§ PROBLEMS AND TASKS:
1) Answer these from the BioBots article:
(a) What event did BioBots grow out of?
(b) What does the BioBot1 print with in place of plastic?
(c) According to Cabrera, what can the printed tissues be used for?
2) Carry on the BioBots article from its final sentence.

§ PAGE EXCERPT:
Biobots manufactures 3D bioprinters that build living tissues out of human cells. CEO Danny Cabrera believes this is only the beginning for 3D biology.
BioBots stems from an innovation competition at University of Pennsylvania. Founders participated in the competition with the idea of 3D printers. A few months later, the fun research project had turned into promising business, as the company had raised some capital and sold prototypes to researchers.
At the beginning, the funding did not exactly go through the roof, and the founders presented the somewhat classic snapshot of entrepreneurship: “There were few months where my diet was mostly beer and bread, since we couldn’t afford much more”, Cabrera laughs.
Presenting Biobot1, a 3D bioprinter building living tissues out of human cells
BioBots developed a process that uses visible light to turn biocompatible materials from liquid to solid without killing all of the cells. In concrete, the monstrous backlog of words means that BioBots prints living tissue.
The company’s first product is BioBot1, a desktop 3D bioprinter. It looks like a traditional 3D printer with extruders moving on three axes. However, instead of printing with plastic, the BioBot1 prints with different biocompatible materials and cells.
The BioBot1’s purpose of use lies in biological research and medicine. “Our customers are scientists, institutions and companies trying to build living tissues mimicking the human body. These tissues can be used for testing new drugs and eventually implantation.”

§ RAW DATA:
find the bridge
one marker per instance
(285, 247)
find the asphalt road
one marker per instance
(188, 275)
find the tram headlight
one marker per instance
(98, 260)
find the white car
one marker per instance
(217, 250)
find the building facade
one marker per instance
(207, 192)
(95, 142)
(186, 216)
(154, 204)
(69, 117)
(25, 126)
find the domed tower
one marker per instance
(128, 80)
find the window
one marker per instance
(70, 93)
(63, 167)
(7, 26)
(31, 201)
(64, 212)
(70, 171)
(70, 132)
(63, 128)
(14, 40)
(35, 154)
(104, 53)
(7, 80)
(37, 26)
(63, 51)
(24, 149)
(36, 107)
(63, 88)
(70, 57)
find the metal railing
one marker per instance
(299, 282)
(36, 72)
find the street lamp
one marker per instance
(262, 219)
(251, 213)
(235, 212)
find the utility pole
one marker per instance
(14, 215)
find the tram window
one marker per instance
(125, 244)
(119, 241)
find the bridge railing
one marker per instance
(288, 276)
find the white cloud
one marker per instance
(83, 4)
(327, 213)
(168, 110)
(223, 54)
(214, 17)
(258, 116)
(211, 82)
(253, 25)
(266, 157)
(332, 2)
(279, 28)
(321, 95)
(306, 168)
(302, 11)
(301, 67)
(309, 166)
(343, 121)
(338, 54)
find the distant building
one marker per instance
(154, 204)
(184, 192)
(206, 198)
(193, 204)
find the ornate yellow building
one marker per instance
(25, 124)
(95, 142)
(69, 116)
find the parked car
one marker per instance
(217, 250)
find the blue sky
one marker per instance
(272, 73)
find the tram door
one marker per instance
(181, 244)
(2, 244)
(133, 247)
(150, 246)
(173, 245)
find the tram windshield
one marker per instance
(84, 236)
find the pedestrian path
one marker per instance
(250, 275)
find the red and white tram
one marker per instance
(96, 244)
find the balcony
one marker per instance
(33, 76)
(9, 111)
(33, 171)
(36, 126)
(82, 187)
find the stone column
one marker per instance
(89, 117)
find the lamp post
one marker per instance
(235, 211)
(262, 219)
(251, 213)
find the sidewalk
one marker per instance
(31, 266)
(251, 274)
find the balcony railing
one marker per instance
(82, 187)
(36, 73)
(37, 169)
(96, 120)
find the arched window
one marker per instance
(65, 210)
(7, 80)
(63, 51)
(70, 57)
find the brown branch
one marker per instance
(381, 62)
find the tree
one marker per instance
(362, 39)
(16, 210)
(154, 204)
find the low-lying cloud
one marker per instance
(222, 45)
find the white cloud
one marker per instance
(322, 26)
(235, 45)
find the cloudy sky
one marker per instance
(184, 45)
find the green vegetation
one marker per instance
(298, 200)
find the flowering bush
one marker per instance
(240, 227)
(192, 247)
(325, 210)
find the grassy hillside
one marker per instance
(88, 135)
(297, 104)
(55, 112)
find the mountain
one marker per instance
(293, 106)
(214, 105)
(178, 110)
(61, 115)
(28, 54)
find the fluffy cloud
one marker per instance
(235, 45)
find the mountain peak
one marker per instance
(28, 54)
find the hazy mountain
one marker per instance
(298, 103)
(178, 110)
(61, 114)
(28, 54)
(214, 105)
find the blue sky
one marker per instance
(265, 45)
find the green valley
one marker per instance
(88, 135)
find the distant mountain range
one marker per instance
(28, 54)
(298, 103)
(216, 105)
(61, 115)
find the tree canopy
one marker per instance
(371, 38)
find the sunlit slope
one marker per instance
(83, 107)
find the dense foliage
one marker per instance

§ RESPONSES:
1)
(a) An innovation competition at the University of Pennsylvania.
(b) Different biocompatible materials and cells.
(c) Testing new drugs and, eventually, implantation.

2)
Cabrera’s vision is to build the full stack of tools for 3D biology. “Bioprinting is just the beginning. It is really exciting to think about how we can use computational tools and robotics to design and engineer living things that can help us live more fulfilling lives.”
The future of pact between biology and computer science
When it comes to mixing biology and computer science, it is easy to come up with world-shaking scenarios. The HBO drama series Westworld has fed our imagination with synthetic androids disturbingly close to humans, and printing living tissue sounds also quite like a science fiction.
“Biology is the most sophisticated technology that we know of. We are just beginning to use computers to gain some insight and control over that complexity. I think eventually we are able to build anything”, Cabrera says.
“Bioprinters will have a role for example in replacing organ donor waiting lists, although we are still decades away from fabricating fully functional organs. Westworld brings up an interesting question – will our carbon-based intelligence lead us to a new era of silicon-based intelligence? I think the two are ultimately synergistic, but it is possible that we are competing for survival.”